▶ Problem: The result should be every line in the data below that carries the string "instance".
# # # # # # #
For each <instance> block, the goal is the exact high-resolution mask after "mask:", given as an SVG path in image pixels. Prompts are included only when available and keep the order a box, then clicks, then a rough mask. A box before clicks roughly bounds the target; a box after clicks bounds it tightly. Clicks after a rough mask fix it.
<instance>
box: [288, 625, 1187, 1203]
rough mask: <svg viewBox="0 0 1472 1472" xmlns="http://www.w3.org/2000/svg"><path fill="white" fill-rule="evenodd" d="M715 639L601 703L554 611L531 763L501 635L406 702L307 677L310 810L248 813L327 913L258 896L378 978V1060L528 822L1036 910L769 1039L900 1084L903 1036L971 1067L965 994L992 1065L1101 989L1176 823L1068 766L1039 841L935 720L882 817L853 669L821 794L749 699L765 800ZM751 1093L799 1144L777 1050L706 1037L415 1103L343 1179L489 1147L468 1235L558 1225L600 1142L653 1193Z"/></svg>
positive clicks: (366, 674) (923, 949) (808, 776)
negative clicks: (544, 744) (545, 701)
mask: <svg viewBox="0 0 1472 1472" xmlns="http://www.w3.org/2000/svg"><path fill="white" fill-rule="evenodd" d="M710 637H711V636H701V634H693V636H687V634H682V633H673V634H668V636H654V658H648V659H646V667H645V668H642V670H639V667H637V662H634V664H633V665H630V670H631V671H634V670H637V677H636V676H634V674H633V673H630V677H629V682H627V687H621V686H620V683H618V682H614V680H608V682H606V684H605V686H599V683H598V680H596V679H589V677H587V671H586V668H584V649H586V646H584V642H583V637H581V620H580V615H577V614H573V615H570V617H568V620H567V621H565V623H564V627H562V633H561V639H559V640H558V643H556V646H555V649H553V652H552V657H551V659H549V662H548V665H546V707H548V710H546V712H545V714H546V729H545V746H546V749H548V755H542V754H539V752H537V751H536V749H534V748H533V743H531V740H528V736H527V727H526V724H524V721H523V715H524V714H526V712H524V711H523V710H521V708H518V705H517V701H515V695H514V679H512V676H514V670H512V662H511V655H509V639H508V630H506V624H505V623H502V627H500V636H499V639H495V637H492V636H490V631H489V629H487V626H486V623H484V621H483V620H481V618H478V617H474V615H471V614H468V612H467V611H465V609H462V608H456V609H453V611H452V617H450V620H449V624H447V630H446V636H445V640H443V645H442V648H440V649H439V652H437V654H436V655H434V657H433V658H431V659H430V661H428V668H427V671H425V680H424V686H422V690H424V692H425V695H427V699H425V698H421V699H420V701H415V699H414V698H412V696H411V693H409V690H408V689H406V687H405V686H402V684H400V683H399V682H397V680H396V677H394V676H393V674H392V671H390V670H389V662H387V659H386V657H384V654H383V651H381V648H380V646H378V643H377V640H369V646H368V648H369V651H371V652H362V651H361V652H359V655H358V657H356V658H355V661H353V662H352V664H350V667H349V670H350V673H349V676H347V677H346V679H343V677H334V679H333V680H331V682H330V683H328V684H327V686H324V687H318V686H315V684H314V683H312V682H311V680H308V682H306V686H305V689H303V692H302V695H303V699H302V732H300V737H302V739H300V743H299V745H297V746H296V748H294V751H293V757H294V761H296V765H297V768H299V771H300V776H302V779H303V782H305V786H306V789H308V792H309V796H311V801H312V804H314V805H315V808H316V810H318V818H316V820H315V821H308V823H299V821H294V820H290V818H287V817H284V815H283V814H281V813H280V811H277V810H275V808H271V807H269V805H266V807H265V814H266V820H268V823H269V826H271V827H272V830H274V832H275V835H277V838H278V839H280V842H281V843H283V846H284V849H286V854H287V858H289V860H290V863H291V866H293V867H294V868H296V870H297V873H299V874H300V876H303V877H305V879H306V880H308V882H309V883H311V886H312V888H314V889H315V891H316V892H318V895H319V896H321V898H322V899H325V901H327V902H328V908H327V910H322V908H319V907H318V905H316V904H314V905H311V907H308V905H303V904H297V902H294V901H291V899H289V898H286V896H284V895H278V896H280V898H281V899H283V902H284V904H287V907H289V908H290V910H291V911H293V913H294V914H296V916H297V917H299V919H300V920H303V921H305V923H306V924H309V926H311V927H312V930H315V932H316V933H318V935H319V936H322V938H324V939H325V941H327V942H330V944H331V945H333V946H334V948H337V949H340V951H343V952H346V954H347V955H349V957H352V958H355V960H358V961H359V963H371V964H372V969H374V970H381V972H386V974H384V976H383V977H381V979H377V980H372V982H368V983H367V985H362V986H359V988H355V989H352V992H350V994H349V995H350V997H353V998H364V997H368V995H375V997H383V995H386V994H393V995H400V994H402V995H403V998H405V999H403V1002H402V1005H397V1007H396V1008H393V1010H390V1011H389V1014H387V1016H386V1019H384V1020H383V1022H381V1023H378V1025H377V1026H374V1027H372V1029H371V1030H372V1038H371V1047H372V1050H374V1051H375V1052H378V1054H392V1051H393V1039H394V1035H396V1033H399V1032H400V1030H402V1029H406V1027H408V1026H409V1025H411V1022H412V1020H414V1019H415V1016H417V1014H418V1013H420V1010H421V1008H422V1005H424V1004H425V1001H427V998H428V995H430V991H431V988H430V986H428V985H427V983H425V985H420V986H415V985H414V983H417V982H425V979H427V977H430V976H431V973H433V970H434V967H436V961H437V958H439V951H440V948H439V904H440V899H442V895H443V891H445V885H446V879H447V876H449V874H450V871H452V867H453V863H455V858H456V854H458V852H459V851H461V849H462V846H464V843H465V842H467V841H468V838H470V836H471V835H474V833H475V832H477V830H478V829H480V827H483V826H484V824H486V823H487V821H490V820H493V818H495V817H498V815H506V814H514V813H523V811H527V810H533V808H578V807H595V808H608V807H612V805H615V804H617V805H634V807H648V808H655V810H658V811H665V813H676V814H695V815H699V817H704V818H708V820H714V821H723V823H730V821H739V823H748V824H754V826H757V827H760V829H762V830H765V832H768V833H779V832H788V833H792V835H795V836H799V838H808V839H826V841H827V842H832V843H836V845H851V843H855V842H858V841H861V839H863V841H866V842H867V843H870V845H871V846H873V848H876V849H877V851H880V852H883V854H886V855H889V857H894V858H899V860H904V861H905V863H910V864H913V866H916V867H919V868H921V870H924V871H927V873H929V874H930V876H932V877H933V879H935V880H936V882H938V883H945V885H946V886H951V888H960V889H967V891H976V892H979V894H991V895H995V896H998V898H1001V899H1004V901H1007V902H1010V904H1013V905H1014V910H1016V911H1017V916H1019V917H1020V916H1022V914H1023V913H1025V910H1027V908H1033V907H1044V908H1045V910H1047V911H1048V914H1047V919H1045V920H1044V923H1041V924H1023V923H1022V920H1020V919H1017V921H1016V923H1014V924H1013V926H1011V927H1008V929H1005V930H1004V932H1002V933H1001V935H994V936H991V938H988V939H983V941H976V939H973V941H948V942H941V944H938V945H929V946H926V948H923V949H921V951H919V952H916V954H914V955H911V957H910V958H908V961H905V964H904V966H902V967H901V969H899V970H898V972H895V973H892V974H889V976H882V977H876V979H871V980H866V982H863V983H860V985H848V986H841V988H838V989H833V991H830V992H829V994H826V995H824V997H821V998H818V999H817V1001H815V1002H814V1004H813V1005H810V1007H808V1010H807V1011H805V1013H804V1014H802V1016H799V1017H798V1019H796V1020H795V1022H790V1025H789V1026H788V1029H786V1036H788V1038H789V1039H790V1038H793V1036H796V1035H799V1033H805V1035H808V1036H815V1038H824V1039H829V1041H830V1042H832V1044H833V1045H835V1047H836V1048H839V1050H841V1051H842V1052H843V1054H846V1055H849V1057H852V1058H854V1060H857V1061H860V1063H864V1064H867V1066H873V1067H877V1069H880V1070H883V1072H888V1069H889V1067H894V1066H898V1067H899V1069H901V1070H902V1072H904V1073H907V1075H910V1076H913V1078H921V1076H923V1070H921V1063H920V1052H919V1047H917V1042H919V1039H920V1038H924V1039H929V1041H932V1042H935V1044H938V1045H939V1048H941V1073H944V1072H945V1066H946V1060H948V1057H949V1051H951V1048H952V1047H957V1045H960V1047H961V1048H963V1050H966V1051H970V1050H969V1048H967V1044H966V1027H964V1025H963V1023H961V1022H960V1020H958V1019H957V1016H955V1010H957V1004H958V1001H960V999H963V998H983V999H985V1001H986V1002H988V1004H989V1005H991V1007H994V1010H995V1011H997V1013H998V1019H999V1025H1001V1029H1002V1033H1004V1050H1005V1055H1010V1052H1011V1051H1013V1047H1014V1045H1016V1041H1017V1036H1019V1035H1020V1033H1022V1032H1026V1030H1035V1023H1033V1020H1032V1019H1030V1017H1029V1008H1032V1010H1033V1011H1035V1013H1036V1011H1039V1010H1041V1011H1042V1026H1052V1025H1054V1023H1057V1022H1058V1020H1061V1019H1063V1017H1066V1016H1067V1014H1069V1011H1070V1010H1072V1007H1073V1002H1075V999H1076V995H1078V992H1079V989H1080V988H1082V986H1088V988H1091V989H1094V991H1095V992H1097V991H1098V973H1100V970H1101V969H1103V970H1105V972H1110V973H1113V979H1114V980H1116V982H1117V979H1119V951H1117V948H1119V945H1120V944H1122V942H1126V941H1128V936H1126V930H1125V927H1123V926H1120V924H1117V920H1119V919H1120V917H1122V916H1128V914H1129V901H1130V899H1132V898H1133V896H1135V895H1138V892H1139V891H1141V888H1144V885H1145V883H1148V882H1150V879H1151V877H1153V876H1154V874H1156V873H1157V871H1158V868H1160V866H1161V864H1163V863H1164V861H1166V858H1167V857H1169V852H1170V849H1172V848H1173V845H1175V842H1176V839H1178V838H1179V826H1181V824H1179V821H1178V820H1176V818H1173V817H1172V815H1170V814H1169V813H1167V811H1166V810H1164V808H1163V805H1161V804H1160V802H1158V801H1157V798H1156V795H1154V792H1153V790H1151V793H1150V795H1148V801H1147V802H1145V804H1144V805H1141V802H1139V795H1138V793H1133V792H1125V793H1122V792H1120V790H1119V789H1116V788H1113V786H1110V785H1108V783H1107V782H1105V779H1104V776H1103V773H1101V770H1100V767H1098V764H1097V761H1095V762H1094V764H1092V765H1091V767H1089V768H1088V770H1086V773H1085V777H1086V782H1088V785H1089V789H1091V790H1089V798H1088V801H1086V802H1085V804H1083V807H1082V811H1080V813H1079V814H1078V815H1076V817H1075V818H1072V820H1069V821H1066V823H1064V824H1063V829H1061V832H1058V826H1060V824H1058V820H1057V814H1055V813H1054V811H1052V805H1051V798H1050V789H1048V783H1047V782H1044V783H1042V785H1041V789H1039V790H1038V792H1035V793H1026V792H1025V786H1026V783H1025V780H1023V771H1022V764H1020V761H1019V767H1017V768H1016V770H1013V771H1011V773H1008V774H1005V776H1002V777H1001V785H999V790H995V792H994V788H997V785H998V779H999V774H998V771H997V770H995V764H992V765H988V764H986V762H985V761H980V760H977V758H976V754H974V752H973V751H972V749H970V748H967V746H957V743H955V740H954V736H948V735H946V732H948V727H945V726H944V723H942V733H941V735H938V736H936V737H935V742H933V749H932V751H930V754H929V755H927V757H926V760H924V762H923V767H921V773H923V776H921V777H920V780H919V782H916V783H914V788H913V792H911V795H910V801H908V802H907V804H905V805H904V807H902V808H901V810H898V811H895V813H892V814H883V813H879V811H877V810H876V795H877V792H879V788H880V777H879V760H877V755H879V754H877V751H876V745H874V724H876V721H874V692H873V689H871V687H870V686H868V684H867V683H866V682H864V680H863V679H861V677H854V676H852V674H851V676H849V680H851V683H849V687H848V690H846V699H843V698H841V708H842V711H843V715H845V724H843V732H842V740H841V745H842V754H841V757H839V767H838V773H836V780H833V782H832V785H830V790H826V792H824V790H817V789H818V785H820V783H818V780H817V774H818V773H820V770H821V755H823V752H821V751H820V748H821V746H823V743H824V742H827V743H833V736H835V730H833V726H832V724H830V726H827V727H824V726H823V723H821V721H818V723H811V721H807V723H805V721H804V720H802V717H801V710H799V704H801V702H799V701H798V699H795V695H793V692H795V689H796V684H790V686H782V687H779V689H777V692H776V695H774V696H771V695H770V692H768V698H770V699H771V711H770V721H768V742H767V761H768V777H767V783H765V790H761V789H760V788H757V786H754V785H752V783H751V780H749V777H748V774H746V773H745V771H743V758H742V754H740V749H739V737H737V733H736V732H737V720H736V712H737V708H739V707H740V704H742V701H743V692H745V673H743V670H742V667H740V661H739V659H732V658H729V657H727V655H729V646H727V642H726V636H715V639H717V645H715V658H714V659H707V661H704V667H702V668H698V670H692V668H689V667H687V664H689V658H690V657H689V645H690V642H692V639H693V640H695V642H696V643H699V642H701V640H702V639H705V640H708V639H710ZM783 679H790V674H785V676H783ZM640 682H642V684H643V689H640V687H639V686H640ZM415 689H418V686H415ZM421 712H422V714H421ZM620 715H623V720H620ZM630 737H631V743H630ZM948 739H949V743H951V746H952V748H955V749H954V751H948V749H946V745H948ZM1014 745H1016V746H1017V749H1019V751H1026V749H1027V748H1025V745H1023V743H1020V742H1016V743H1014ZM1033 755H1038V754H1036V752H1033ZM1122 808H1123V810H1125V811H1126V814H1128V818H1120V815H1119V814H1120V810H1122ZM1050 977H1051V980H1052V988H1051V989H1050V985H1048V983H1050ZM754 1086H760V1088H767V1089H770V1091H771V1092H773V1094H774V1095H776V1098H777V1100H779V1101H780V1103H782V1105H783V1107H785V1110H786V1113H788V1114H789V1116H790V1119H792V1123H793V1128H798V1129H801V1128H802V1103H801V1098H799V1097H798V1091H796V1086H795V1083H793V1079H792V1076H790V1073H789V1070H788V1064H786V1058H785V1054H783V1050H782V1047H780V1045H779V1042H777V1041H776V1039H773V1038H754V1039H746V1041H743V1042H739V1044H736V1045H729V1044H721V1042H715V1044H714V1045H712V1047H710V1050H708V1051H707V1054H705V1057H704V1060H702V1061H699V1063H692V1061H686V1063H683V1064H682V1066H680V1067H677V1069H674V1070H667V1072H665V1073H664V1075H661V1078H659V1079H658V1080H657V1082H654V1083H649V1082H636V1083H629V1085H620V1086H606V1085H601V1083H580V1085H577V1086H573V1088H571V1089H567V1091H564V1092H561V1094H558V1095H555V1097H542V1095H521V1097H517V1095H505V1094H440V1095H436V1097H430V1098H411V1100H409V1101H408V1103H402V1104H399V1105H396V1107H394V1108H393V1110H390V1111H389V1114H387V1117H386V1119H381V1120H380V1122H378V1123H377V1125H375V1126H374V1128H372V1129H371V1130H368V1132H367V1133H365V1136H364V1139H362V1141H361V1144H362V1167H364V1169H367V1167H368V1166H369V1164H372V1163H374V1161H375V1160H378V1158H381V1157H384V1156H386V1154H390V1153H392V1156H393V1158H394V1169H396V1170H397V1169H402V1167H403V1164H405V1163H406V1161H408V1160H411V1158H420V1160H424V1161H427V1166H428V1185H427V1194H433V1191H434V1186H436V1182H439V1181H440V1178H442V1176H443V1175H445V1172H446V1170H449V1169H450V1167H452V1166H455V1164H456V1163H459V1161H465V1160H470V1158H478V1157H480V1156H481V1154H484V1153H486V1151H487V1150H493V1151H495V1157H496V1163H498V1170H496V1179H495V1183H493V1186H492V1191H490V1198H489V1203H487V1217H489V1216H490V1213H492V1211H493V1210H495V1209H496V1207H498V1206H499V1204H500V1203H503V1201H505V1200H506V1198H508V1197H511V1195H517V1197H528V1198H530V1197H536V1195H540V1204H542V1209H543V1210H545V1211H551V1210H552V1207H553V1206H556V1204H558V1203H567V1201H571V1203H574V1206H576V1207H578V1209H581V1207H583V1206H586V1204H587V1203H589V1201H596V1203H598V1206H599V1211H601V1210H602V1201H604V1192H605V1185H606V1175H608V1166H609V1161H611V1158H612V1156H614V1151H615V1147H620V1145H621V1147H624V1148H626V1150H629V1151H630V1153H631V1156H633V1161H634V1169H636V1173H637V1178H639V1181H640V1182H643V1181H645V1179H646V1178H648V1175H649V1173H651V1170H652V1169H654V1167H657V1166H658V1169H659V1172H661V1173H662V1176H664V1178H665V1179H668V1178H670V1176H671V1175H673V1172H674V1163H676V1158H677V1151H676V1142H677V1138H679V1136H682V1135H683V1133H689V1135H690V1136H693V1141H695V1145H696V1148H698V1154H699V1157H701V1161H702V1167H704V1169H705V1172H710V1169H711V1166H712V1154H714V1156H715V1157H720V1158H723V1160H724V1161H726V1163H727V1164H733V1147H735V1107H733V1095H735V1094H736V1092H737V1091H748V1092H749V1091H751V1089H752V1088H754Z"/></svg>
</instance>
# # # # # # #
▶ Answer for the task:
For each <instance> block, the goal is the exact high-resolution mask after "mask:", given as an SVG path in image pixels. Prompts are included only when available and keep the order a box, then clicks, then a rough mask. A box before clicks roughly bounds the target; a box after clicks bounds it tightly. Clicks after a rough mask fix it.
<instance>
</instance>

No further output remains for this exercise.